* [Text provided]:

____________________

For a change or comparison, report BOTH period values; do NOT compute the difference.
If the value is not in the image, reply exactly: NOT_IN_IMAGE
The middle rule earns its place. Asked how a figure moved between two quarters, a vision model will happily subtract and report a delta, and one small arithmetic slip turns a correct read into a wrong answer. Telling it to report both printed values, and nothing else, keeps the arithmetic out of it.
With qwen3-vl:8b and that prompt, Vision RAG becomes the most accurate pipeline in the study. I ran a second variant with gemma4 as the vision model — same retrieval, same prompt, weaker vision — as a controlled comparison:

Note the context recall (0.596) is identical to ColPali’s: all three pipelines retrieve the same pages, so the retrieval-side metrics should match, and recall does. (Context precision wobbles a little — 0.525 for ColPali, 0.563 for Vision RAG — but with identical retrieved pages that gap is just noise from the LLM judge, not a real difference; it is an early hint that these context metrics are shakier than they look, which Part 3 takes up in full.) So the jump in correctness, from ColPali’s 0.528 to Vision RAG’s 0.823, is purely a generation effect. Nothing about retrieval changed.

____________________

(Stored data entries)
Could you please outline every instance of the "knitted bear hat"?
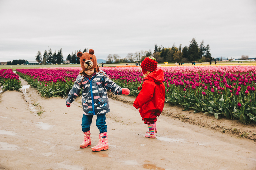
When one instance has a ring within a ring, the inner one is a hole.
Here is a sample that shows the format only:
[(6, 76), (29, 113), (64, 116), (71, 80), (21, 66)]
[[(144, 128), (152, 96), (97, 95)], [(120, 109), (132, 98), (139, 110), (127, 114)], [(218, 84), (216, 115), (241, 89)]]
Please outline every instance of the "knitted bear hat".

____________________

* [Exercises]:
1. In the Vision RAG excerpt, what correctness score does Vision RAG reach?
2. Please repeat the Vision RAG excerpt word for word from "If the value" up to and including "arithmetic out of it.".

* [Exercise responses]:
1. 0.823

2.
If the value is not in the image, reply exactly: NOT_IN_IMAGE
The middle rule earns its place. Asked how a figure moved between two quarters, a vision model will happily subtract and report a delta, and one small arithmetic slip turns a correct read into a wrong answer. Telling it to report both printed values, and nothing else, keeps the arithmetic out of it.